| SOURCE |
========================================
As another example, assuming that there are four users 1, 2, 3 and 4, each occupying 256 of 1024 subcarriers within 256 OFDM symbol times. At different OFDM symbol times, subcarrier positions of each user are pseudo-randomly allocated using the pseudo-random sequence output by the QPP interleaver provided in embodiments of the present disclosure. On the time-frequency domain resource image, the subcarriers occupied by a single user are represented as discrete point shapes. Referring to FIG. 8, as shown in FIG. 8, FIG. 8 is a schematic diagram of the radar detection image for User 1 when the available subcarriers for each user change at different OFDM symbol times. It can be seen from the figure that User 1 can clearly distinguish the other three users, and the detection effect is significantly better than the situation where the positions of the available subcarriers for each user remains fixed.

By implementing the embodiments of the present disclosure, the pseudo-random sequence can be used in a plurality of OFDM symbol times, such that subcarriers are randomly allocated to users to further reduce a correlation of signals from different users, thereby further improving detection performance of the integrated communication radar system.

Referring to FIG. 9, FIG. 9 is a flowchart of a multi-user OFDM subcarrier allocation method provided in embodiments of the present disclosure. The method is performed by a data receiving terminal. As shown in FIG. 9, the multi-user OFDM subcarrier allocation method may include the following step S901.

In step S901, according to configuration information, a pseudo-random subcarrier allocation manner for the data receiving terminal is determined.

Where the configuration information is configured by a network device or a core network device, agreed on by a protocol, or pre-configured; or the configuration information is configuration information of the pseudo-random subcarrier allocation manner for multi-user OFDM transmitted by a data transmitting terminal.

In the embodiments of the present disclosure, step S901 can be implemented through any one of the embodiments of the present disclosure, which is not limited and repeated in the embodiments of the present disclosure.

In an embodiment, the configuration information includes position indexes of subcarriers allocated to each user.

For example, the data receiving terminal can determine the frequency domain positions of available subcarriers according to the position indexes of subcarriers in the configuration information.

By implementing the embodiments of the present disclosure, subcarriers can be randomly allocated to the data receiving terminals to reduce a correlation of signals from different users, thereby improving detection performance of the integrated communication radar system.
========================================
| MATERIAL PROVIDED |

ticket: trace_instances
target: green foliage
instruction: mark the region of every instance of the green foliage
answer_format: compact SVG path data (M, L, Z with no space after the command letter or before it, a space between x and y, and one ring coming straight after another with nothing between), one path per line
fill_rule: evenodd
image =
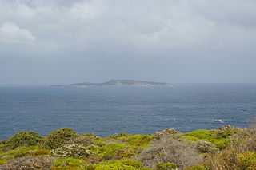
M154 170L154 169L147 168L147 167L143 167L142 168L139 168L139 170Z
M34 152L33 155L34 156L46 156L46 155L50 155L50 151L46 150L46 149L37 149L36 151Z
M122 160L103 161L95 165L96 170L137 170L141 169L142 163L136 160ZM143 168L142 168L143 169ZM144 168L144 170L146 170Z
M126 132L121 132L116 135L112 135L110 136L110 138L111 139L116 139L118 140L121 137L127 137L127 136L130 136L131 135Z
M174 163L159 163L155 167L156 170L172 170L177 168L176 164Z
M55 149L61 147L66 141L79 135L70 128L63 128L52 132L46 137L41 147L46 149Z
M225 135L225 136L228 136ZM196 130L185 133L184 137L190 141L204 140L213 143L216 148L223 149L229 144L227 138L217 136L214 130Z
M82 144L65 144L56 148L51 154L54 157L83 158L90 155L90 152Z
M17 157L30 156L35 149L37 149L37 146L19 147L18 148L1 153L0 159L4 158L10 160Z
M153 140L152 136L148 135L133 135L125 137L120 137L119 139L121 141L126 142L129 144L142 148L148 147L149 143Z
M185 168L185 170L206 170L206 168L202 164L197 164L191 167L188 167Z
M20 146L37 145L42 140L42 137L37 132L21 132L8 139L6 144L11 145L12 148L16 148Z
M92 149L93 153L103 160L110 160L114 157L129 158L134 154L132 147L110 143L102 147L95 147Z
M92 138L98 138L99 136L98 136L97 135L92 133L92 132L88 132L88 133L85 133L82 136L90 136Z
M247 152L244 154L238 154L238 161L240 162L241 169L256 169L256 152Z
M1 144L6 144L6 142L7 142L7 140L0 140L0 145L1 145Z
M5 164L7 164L7 163L8 163L7 160L1 160L0 159L0 165Z
M62 158L54 162L53 170L85 169L86 161L74 158Z
M26 156L16 158L0 166L2 170L50 170L53 159L49 156Z

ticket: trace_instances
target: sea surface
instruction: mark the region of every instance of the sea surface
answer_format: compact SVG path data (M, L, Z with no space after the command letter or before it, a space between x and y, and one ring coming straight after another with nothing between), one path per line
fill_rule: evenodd
M254 115L255 84L0 87L0 140L21 131L46 136L64 127L100 136L246 127Z

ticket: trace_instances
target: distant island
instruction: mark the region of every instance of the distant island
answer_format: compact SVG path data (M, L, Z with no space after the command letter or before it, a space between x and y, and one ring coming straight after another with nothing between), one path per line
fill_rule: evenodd
M152 82L135 80L110 80L104 83L74 83L64 85L51 86L69 86L69 87L106 87L106 86L172 86L173 85L163 82Z

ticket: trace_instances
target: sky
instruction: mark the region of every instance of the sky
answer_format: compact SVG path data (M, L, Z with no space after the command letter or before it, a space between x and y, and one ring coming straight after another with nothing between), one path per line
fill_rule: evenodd
M0 85L256 83L255 0L2 0Z

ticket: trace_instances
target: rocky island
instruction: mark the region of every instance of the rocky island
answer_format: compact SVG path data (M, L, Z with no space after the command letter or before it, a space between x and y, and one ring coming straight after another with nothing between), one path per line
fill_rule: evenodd
M65 85L58 86L69 86L69 87L119 87L119 86L172 86L173 85L163 82L153 82L153 81L135 81L135 80L110 80L103 83L74 83Z

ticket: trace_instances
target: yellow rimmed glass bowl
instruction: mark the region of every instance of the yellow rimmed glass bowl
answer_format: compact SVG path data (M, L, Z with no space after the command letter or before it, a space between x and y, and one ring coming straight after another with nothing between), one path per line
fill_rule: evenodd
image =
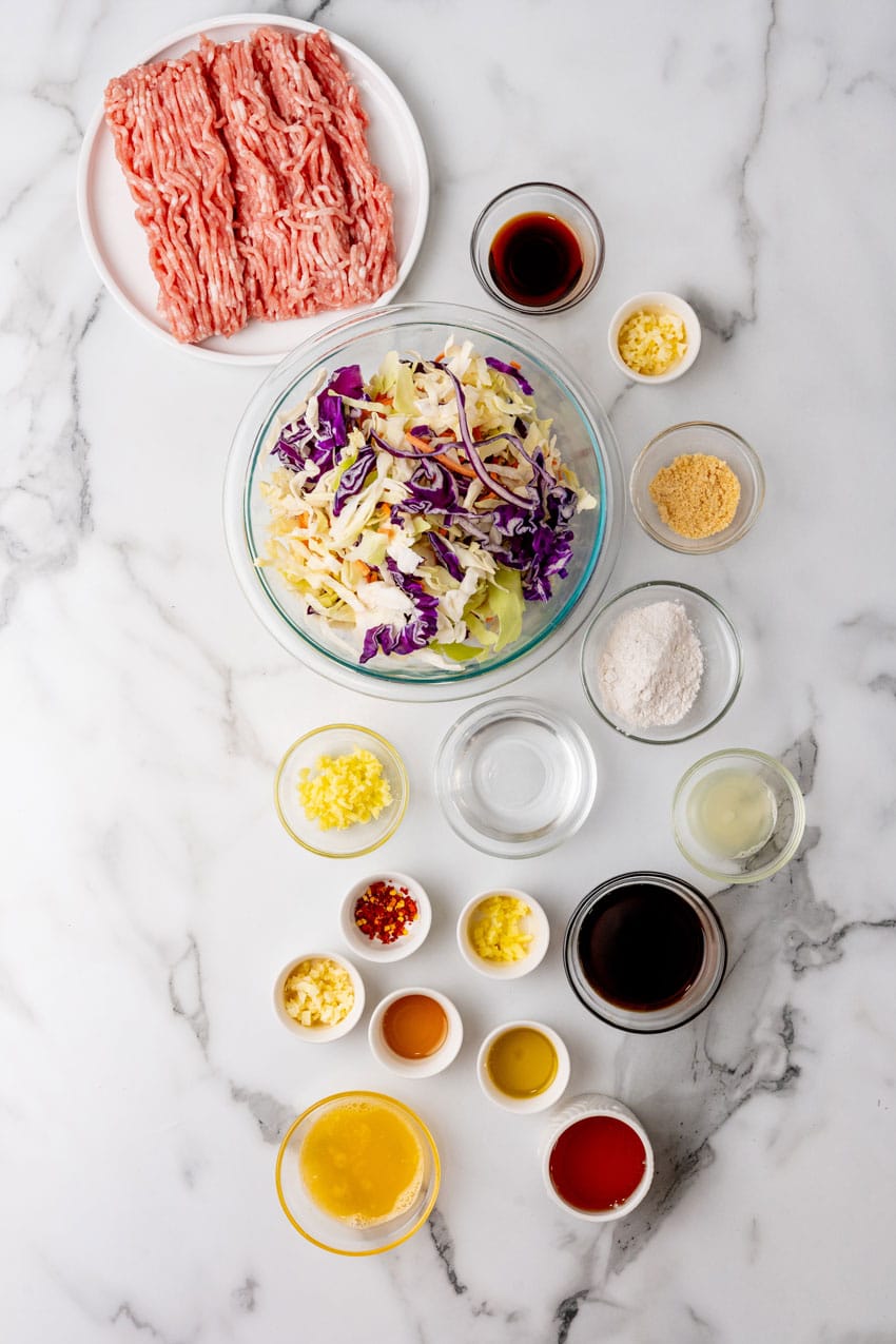
M380 762L392 801L369 821L356 821L344 829L324 829L316 817L305 814L298 796L302 771L309 770L313 777L321 757L336 759L359 750L371 751ZM325 859L357 859L379 849L398 831L407 810L408 793L407 770L392 743L356 723L325 723L302 734L285 754L274 781L274 805L283 829L302 848Z
M392 1216L384 1216L371 1226L359 1226L341 1216L326 1212L312 1195L308 1167L306 1144L313 1138L321 1121L332 1118L336 1110L375 1106L398 1122L398 1133L404 1126L407 1136L416 1141L420 1154L419 1185L408 1195L404 1208ZM387 1153L388 1156L388 1153ZM304 1173L305 1172L305 1173ZM418 1232L433 1212L439 1192L442 1167L439 1153L430 1130L403 1102L384 1093L344 1091L334 1093L314 1102L293 1121L286 1130L277 1154L277 1196L281 1208L300 1232L313 1246L332 1251L334 1255L380 1255L391 1251ZM322 1191L326 1195L326 1191Z

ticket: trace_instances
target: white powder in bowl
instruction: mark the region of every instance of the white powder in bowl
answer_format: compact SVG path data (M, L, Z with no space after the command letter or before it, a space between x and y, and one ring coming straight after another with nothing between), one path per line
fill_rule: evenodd
M599 676L607 708L633 728L680 723L703 680L703 649L682 603L652 602L621 616Z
========================================
| EXERCISE DETAILS |
Write what follows the passage on pseudo-random OFDM subcarrier allocation, the text shown before the entries, picking up after its last sentence.

| RESULT |
Referring to FIG. 10, FIG. 10 is a flowchart of a multi-user OFDM subcarrier allocation method provided in embodiments of the present disclosure. The method is executed by a return signal receiving terminal. As shown in FIG. 10, the multi-user OFDM subcarrier allocation method may include the following step S1001.

In step S1001, according to configuration information, a pseudo-random subcarrier allocation manner for the return signal receiving terminal is determined.

Where the configuration information is configured by a network device or a core network device, agreed on by a protocol, or pre-configured; or the configuration information is configuration information of the pseudo-random subcarrier allocation manner for multi-user OFDM transmitted by a data transmitting terminal.

In the embodiments of the present disclosure, step S1001 can be implemented through any one of the embodiments of the present disclosure, which is not limited and repeated in the embodiments of the present disclosure.

In an embodiment, the configuration information includes position indexes of subcarriers allocated to each user.

For example, the return signal receiving terminal can determine the frequency domain positions of available subcarriers according to the position indexes of subcarriers in the configuration information.

By implementing the embodiments of the present disclosure, subcarriers can be randomly allocated to the return signal receiving terminals to reduce a correlation of signals from different users, thereby improving detection performance of the integrated communication radar system.

Referring to FIG. 11, FIG. 11 is a schematic diagram of a multi-user OFDM subcarrier allocation apparatus 1100 [Tom1] provided in embodiments of the present disclosure. The apparatus can be applied to a data transmitting terminal. As shown in FIG. 11, the multi-user OFDM subcarrier allocation apparatus includes a first processing module 1101.

The first processing module 1101, configured to, according to configuration information, determine a pseudo-random subcarrier allocation manner for multi-user OFDM.

In an embodiment, as shown in FIG. 12, the multi-user OFDM subcarrier allocation apparatus 1200 may further include a second processing module 1202. The second processing module 1202, configured to, according to a number of OFDM subcarriers and a number of users, determine the configuration information. The first processing module 1201 in FIG. 12 and the first processing module 1101 in FIG. 11 have the same function and structure.

In an embodiment, the configuration information includes a position index of a subcarrier allocated to each user, and the second processing module 1202 is configured to: according to the number of OFDM subcarriers, obtaining a pseudo-random sequence output by a quadratic polynomial permutation (QPP) interleaver; and according to the pseudo-random sequence and the number of users, determining the position index of a subcarrier allocated to each user.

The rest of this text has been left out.